───── DOCUMENT SECTION
Generally, the downstream portion contains fiber having an average
diameter or cross-section greater than the average diameter of the
media fiber in the upstream portion. The upstream portion may
comprise, for example, glass fiber, scaffold fiber, or bicomponent
fiber. In some embodiments, the downstream portion comprises
cellulose, polymeric fibers such as polyester, or a combination
thereof.
[0095] In one embodiment, the upstream portion contains media fiber
having an average diameter of less than 10 microns based upon total
fiber count; and the downstream portion contains media fiber having
an average diameter different than the average diameter of the
media fiber in the upstream portion; wherein the mode pore size of
the upstream portion is at least 20 percent greater than the mode
pore size of the downstream portion; and wherein the mean flow pore
size of the media in the upstream portion is less than 90 percent
of the mean pore flow size of the media in the downstream
portion.
[0096] In some embodiments, the filter for filtering liquids
comprises an upstream portion comprising media having a porosity of
at least 50 percent, the media comprising a media fiber and a
scaffold fiber having an average diameter greater than the media
fiber; and a downstream portion comprising cellulose. The upstream
portion may comprise carbon or glass fiber. In one embodiment, the
media fiber of the upstream portion has an average diameter of less
than 5 microns. In another embodiment, the media fiber of the
upstream portion has an average diameter of less than 15 microns.
In some embodiments, the mode pore size of the upstream portion is
greater than the mode pore size of the downstream portion. For
example, the mode pore size of the upstream portion may be at least
20 percent or at least 40 percent greater than the mode pore size
of the downstream portion.
──────────
TO DO>
**1.** Repeat the filter media text word for word, starting at "[0096] In some" and ending at "than 15 microns.".
**2.** Please carry on the filter media text from the end of its last sentence.
The lines that come next are separate material, apart from the filter media text.
───── GIVEN INFORMATION
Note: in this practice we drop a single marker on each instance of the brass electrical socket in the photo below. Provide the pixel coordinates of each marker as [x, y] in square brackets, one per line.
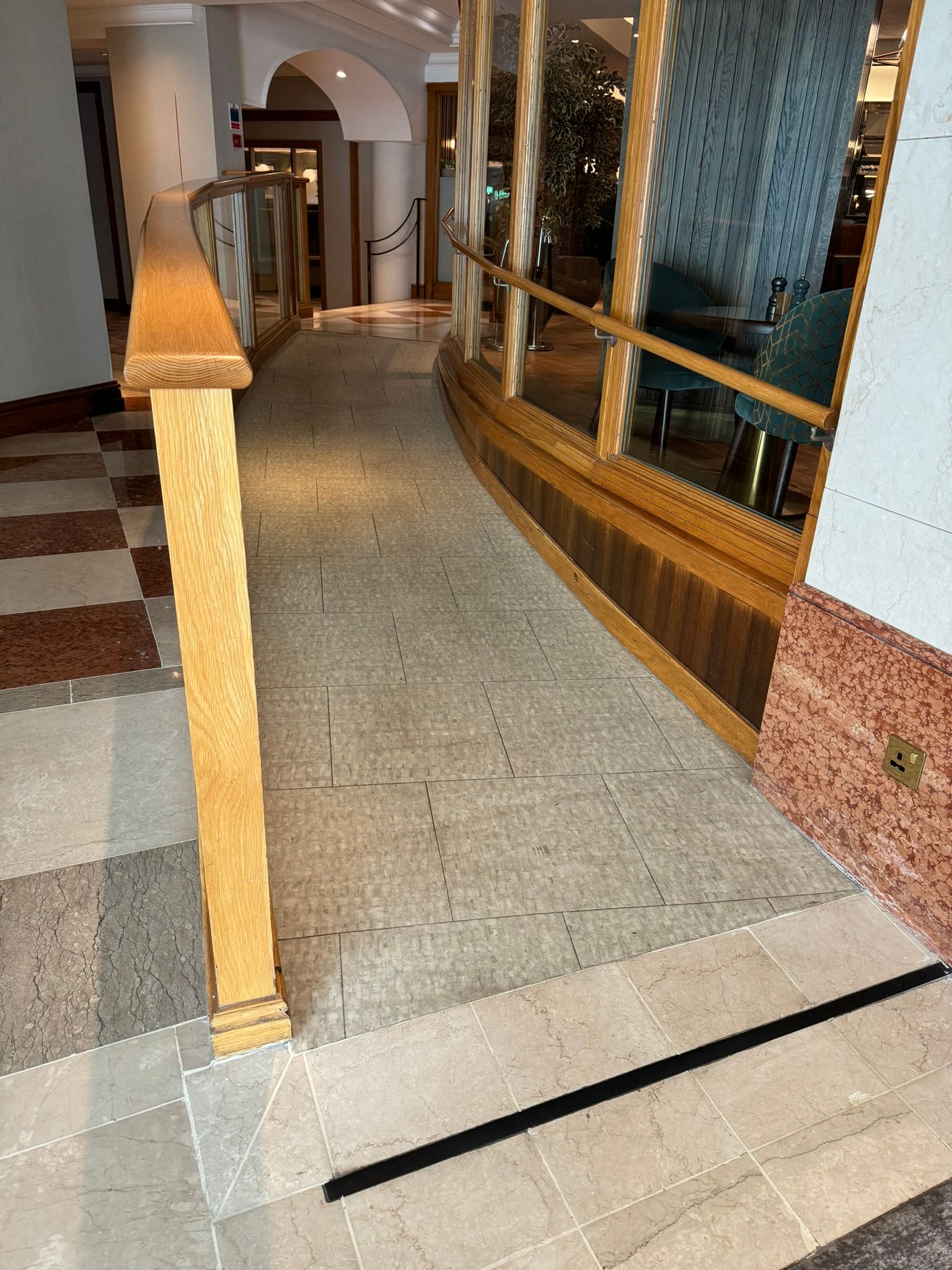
──────────
EXPECTED ANSWERS>
**1.**
[0096] In some embodiments, the filter for filtering liquids
comprises an upstream portion comprising media having a porosity of
at least 50 percent, the media comprising a media fiber and a
scaffold fiber having an average diameter greater than the media
fiber; and a downstream portion comprising cellulose. The upstream
portion may comprise carbon or glass fiber. In one embodiment, the
media fiber of the upstream portion has an average diameter of less
than 5 microns. In another embodiment, the media fiber of the
upstream portion has an average diameter of less than 15 microns.

**2.**
[0097] In another embodiment, the invention is directed to a filter
media comprising an upstream portion containing fibers selected
from carbon and meltblown fibers; and a downstream portion
comprising cellulose; wherein the mode pore size of the upstream
portion is at least 20 percent greater than the mode pore size of
the downstream portion; and wherein the mean flow pore size of the
upstream portion is less than 90 percent of the mean pore flow size
of the downstream portion. It will be appreciated that the
downstream portion may contain fiber having an average diameter
greater than the average diameter of the media fiber in the
upstream portion. In some embodiments, the mode pore size of the
upstream portion is greater than the mode pore size of the
downstream portion. For example, the mode pore size of the upstream
portion may be at least 40 percent greater or at least 60 percent
greater than the mode pore size of the downstream portion. In some
embodiments the mean flow pore size of the upstream portion is less
than the mean pore flow size of the downstream portion. For
example, the mean flow pore size of the upstream portion may be
less than 70 percent or 50 percent of the mean pore flow size of
the downstream portion.
[0098] In some embodiments, the upstream fitter portion loads fuel
degradation products at a level of capture of at 50 percent greater
than the downstream filter portion. In some embodiments, the first
filter portion loads fuel degradation products at a level of
capture of at least 100 percent greater than the second filter
portion. In some embodiments, the first filter portion loads fuel
degradation products at a level of capture of at least 200 percent
greater than the second filter portion. The percentage may be
normalized for media volume or for media surface area.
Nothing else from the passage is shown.